#### 原文抜粋
ビッグテック企業は、業者とエンドユーザーを誰よりもよく理解しています。広大な消費者基盤、膨大なデータリポジトリとシステムを有し、これまで以上に細やかに市場の動向を把握することができます。

私たちが消費者として彼らのサービスを利用するのは、利便性の高いオンラインエクスペリエンスが得られるからです。私たちは、プロセスが長すぎたり、過剰な情報提供を求められていると感じると、オンラインでのプロセスをやめてしまいがちです。その一方で、ビッグテックを利用するときにはストレスを感じません。というのも、自分の情報がすでに保存されているので、繰り返し情報を求められたり好みを尋ねられたりしないからです。強力なグローバルブランドであるビッグテックには、知名度が高いという優位性があります。消費者側でもビッグテックに対して、ある程度の信頼感を持っています。というのも、ビッグテックはデジタル分野においての経験が比較的長く、私たちは生活の他の場面で使い慣れているからです。

#### 依頼 1
ビッグテックについての抜粋をもとに、次の問いに答えてください。
(a) ビッグテック企業が誰よりもよく理解しているのは誰か。
(b) 消費者がオンラインでのプロセスをやめてしまいがちなのは、どう感じたときか。
(c) 強力なグローバルブランドであるビッグテックには、どのような優位性があるか。

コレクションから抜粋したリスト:
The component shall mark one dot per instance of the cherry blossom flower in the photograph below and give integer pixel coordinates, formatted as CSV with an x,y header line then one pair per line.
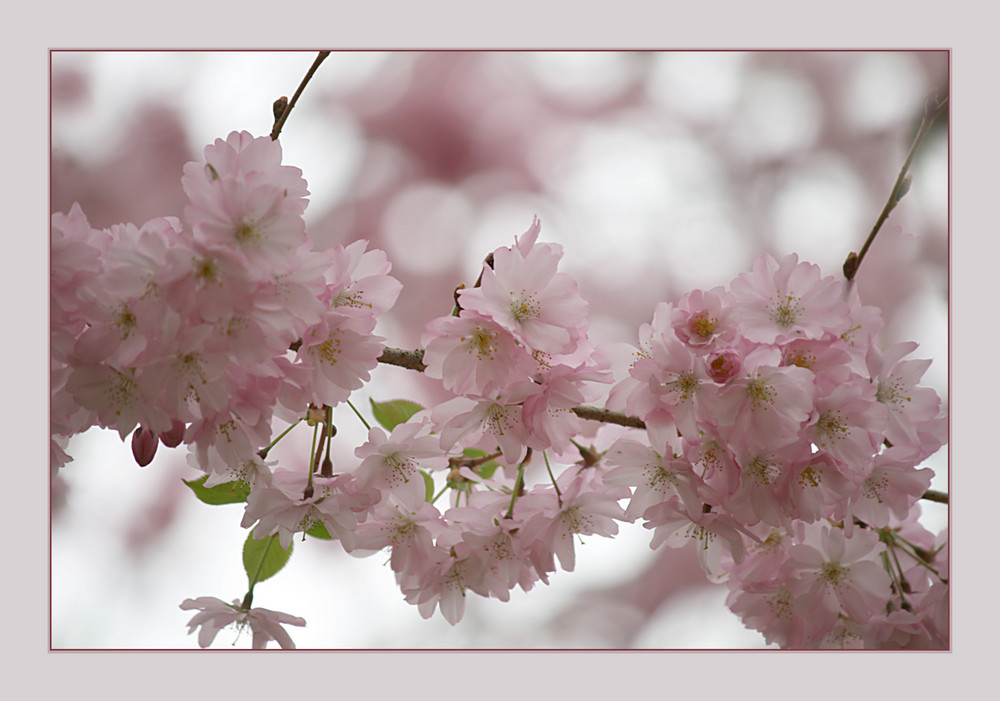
x,y
896,387
840,574
704,319
586,506
782,301
215,614
407,531
392,463
472,355
523,293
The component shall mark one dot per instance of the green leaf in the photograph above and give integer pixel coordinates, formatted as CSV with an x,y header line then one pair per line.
x,y
264,558
391,414
486,469
228,493
318,530
429,483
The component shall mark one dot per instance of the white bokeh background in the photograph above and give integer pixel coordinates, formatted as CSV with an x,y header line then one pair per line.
x,y
660,172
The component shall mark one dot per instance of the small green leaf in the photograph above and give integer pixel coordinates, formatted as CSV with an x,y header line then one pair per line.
x,y
228,493
486,469
264,558
391,414
318,530
429,483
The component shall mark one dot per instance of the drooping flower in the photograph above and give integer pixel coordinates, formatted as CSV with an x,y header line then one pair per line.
x,y
523,293
215,614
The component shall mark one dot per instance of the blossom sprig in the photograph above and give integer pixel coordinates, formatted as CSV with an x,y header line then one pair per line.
x,y
761,421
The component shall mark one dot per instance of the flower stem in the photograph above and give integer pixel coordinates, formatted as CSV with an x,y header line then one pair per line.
x,y
552,477
367,425
263,556
518,486
264,451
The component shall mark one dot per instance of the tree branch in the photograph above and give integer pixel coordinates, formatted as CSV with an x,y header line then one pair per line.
x,y
279,120
932,110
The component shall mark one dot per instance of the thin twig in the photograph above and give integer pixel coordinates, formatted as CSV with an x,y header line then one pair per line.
x,y
280,121
932,110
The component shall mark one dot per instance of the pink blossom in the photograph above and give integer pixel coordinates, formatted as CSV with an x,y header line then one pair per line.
x,y
715,534
768,402
702,319
782,301
408,531
472,355
891,489
339,352
215,614
393,463
244,198
840,574
656,475
523,293
288,506
586,506
849,424
896,387
359,280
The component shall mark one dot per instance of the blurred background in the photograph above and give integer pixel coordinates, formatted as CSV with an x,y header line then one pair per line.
x,y
658,172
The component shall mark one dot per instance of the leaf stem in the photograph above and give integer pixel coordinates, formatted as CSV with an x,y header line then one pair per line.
x,y
367,425
932,110
260,564
264,451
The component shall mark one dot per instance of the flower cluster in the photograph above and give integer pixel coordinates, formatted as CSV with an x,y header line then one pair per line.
x,y
783,442
184,328
767,424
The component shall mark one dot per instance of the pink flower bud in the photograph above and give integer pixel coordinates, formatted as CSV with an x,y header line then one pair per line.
x,y
724,366
174,436
144,445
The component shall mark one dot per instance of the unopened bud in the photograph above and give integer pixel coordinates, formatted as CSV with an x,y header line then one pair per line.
x,y
144,446
851,265
174,436
904,187
279,106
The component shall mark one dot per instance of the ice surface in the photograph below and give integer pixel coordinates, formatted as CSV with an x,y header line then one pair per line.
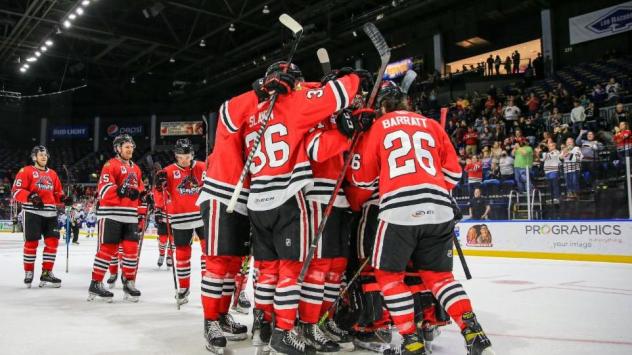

#### 依頼 2
リストのうち「the flower cluster」を含む行からリストの末尾まで、すべての行を「番号」と「行」の2列からなるMarkdownの表に変換してください。空行は除き、画像は答えに含めないでください。

#### 演習結果 1
(a) 業者とエンドユーザー
(b) プロセスが長すぎたり、過剰な情報提供を求められていると感じたとき
(c) 知名度が高いという優位性

#### 演習結果 2
| 番号 | 行 |
|---|---|
| 1 | The component shall mark one dot per instance of the flower cluster in the photograph above and give integer pixel coordinates, formatted as CSV with an x,y header line then one pair per line. |
| 2 | x,y |
| 3 | 783,442 |
| 4 | 184,328 |
| 5 | 767,424 |
| 6 | The component shall mark one dot per instance of the pink flower bud in the photograph above and give integer pixel coordinates, formatted as CSV with an x,y header line then one pair per line. |
| 7 | x,y |
| 8 | 724,366 |
| 9 | 174,436 |
| 10 | 144,445 |
| 11 | The component shall mark one dot per instance of the unopened bud in the photograph above and give integer pixel coordinates, formatted as CSV with an x,y header line then one pair per line. |
| 12 | x,y |
| 13 | 144,446 |
| 14 | 851,265 |
| 15 | 174,436 |
| 16 | 904,187 |
| 17 | 279,106 |
| 18 | The component shall mark one dot per instance of the ice surface in the photograph below and give integer pixel coordinates, formatted as CSV with an x,y header line then one pair per line. |